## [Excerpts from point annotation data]
• • • • •
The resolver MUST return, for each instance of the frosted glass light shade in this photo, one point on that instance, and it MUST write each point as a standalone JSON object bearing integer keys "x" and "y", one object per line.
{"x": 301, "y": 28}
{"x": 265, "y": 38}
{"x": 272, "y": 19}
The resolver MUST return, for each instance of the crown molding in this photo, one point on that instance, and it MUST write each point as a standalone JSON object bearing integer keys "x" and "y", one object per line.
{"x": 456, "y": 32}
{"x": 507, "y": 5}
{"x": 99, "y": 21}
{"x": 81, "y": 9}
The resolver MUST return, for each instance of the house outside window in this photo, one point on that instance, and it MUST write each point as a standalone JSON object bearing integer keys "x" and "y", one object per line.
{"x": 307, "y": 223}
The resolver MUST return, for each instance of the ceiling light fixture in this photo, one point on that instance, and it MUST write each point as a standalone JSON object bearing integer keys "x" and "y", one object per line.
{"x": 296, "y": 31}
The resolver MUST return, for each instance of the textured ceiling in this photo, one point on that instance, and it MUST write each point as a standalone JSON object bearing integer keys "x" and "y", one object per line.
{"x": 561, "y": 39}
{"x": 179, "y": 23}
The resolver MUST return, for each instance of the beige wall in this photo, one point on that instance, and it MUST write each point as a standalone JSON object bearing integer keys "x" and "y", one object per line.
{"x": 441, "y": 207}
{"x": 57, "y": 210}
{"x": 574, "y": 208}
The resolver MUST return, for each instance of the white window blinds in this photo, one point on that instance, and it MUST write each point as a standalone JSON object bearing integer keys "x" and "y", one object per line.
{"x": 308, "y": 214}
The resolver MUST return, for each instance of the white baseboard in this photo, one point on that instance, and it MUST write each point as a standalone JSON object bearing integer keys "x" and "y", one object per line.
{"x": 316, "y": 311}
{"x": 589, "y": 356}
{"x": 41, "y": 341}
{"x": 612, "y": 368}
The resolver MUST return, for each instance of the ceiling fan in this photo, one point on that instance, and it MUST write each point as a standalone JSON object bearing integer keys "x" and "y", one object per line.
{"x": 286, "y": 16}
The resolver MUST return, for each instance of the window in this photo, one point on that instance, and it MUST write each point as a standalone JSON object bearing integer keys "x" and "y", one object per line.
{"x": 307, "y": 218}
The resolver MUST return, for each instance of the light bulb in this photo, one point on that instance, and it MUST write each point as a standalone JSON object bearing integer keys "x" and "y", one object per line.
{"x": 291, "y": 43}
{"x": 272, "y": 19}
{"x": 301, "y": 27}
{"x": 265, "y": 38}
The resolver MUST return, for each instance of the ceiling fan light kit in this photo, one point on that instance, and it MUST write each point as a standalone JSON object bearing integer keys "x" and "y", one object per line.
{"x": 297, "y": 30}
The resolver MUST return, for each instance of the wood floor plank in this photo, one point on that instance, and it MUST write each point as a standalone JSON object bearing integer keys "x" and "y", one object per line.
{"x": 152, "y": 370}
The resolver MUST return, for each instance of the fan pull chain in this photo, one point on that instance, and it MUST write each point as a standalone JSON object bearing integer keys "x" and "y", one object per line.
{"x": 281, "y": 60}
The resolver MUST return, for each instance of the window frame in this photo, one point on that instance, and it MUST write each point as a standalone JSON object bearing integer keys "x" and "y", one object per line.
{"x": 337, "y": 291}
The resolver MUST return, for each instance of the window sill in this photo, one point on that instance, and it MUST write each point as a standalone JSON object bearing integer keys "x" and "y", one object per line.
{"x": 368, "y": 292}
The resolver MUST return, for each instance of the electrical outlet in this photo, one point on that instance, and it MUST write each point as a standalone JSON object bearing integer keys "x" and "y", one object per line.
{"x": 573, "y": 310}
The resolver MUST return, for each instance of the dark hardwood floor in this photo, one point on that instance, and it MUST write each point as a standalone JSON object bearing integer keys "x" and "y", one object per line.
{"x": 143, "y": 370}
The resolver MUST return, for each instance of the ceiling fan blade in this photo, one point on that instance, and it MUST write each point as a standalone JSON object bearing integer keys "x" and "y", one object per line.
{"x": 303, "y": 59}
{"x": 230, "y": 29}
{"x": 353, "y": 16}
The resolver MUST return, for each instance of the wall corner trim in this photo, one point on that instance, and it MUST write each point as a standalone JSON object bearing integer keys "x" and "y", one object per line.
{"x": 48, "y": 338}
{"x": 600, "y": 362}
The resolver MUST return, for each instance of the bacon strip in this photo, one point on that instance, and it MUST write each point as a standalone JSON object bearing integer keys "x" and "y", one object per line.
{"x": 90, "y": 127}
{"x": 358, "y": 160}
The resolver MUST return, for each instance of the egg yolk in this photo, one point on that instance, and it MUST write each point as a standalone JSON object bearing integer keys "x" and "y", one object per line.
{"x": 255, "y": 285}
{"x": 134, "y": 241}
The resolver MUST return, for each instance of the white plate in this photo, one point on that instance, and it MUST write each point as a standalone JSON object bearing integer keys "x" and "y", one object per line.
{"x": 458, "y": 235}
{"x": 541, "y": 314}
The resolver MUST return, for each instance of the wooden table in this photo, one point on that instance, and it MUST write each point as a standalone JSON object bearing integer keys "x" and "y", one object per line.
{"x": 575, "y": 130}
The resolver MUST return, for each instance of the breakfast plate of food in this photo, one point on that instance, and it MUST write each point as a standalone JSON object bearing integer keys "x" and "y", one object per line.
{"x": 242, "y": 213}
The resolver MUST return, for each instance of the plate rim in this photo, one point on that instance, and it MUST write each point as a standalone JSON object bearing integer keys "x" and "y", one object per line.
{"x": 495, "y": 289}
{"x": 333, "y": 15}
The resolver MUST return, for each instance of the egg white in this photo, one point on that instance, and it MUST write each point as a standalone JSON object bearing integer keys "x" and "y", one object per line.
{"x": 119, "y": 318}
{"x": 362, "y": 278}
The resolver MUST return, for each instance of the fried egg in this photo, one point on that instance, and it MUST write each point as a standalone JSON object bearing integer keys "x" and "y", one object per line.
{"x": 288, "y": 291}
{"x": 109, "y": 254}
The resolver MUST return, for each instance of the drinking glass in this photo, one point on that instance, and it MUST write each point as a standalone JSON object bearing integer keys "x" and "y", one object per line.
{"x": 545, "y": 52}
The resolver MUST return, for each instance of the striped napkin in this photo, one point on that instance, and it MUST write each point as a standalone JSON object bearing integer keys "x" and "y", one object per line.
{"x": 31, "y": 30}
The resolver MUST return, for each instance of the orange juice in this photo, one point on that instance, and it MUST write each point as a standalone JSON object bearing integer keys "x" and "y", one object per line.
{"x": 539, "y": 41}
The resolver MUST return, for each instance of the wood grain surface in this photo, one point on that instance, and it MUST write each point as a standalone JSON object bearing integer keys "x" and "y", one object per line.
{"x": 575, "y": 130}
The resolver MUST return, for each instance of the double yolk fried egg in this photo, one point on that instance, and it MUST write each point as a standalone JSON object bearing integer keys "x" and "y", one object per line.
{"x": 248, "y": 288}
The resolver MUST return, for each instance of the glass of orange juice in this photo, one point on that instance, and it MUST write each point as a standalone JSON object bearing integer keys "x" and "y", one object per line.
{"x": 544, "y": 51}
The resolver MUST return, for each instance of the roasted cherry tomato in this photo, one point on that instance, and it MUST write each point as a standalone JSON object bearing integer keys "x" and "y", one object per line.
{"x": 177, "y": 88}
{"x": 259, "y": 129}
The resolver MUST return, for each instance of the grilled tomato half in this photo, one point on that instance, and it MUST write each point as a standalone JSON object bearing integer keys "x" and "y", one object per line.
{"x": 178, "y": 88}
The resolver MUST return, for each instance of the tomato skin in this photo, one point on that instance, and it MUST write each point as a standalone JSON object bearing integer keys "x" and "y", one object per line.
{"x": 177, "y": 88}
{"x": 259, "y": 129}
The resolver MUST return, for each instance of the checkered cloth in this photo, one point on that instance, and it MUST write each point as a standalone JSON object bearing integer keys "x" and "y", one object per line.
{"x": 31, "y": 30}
• • • • •
## [What you should do]
Add 103 to every x and y coordinate value in the part of the data that opens with the line containing "The resolver MUST return, for each instance of the checkered" and continues to the end of the data, and write out every line of that part with the coordinates changed and all other wording left unchanged.

## [Answer to the problem]
The resolver MUST return, for each instance of the checkered cloth in this photo, one point on that instance, and it MUST write each point as a standalone JSON object bearing integer keys "x" and "y", one object per line.
{"x": 134, "y": 133}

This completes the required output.